It is, appropriately enough, gray and wet in Washington, DC this morning. Brilliant sunshine would be almost more irony than one could bear. Brexit was a stunner. Compared to Donald Trump, it was a popgun. It’s become overwhelmingly clear that the real cost of the Great Recession was not the cost of fighting our way through it but rather the staggering resentment against global capitalism/neoliberalism that it has generated, and I speak as a convinced neoliberal if not capitalist.1
I have no particular resentment against Hillary Clinton but considerable disappointment with the party that found it had no choice but to nominate her—no choice because it had no one of national prominence under sixty except the president himself. It would be nice, after all, to have a candidate who doesn’t remember the Beatles, not to mention the Shangri-Las. And Obama, I must say, did much to plow under the new crop.
It’s possible that the steps needed, and the steps taken, to prevent global collapse were so toxic to the aggrieved middle class that, in effect, “nothing could be done” to diminish the political backlash to manageable proportions.2 Yet it’s also possible that, had Obama refrained launching the Affordable Care Act, we might have been able to weather the storm. The congressional elections in 2010 and 2014 would still have been painful, but surely not as brutal, and some new faces might have survived.

(TASK DESCRIPTION): Resume the essay on the 2016 election, writing on from its final sentence. The material that comes next stands apart from the essay on the 2016 election.

(EXTRACTED RECORDS):
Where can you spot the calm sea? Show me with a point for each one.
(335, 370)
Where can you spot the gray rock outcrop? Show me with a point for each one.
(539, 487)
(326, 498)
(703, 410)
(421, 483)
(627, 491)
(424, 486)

(EXERCISE OUTPUT):
But it was not to be. I have frequently moaned about liberals’ fatal conviction that “the people” ought to want universal health care, when it was obvious that the American people (a good majority of them, anyway) do not want universal health care. They want what they had: subsidized health care available through their employers or through Medicare. Taxing or reducing their benefits to benefit someone else was not what they called “reform”. But Obama plowed ahead nevertheless, sure that he was “bringing us together” when in fact he was driving “us” apart.
ObamaCare was a political disaster for the Democrats in both 2010 (passage of the Act) and 2014 (the shamefully bungled roll-out), but it was the rise of ISIS, and the subsequent acts of terrorism in the U.S. and Europe performed in its name, that, I think, completely shattered the neoliberal brand. In both Europe and the U.S. there was an intensification of tribal thinking, though very largely directed at entirely guiltless minorities (Hispanics in the U.S. and Poles in the U.K.), a measure of the irrationality of the times.
Obama was, of course, not responsible for the rise of ISIS, but the Clinton/Obama foreign policy record is painful to behold. The administration bet heavily, and failed disastrously, on its ability to manage the “Arab Spring,” which, fifty years down the road, may have proved to be a good thing. But today not so much. If we hadn’t invaded Libya, a profoundly self-indulgent act, Hillary Clinton might be president-elect. If President Obama hadn’t nattered about red lines in Syria, and Hillary Clinton hadn’t been so “passionate” about reaching out to imaginary moderates, we wouldn’t be nearly so engaged there as well, with no purpose and continuing embarrassment and risk.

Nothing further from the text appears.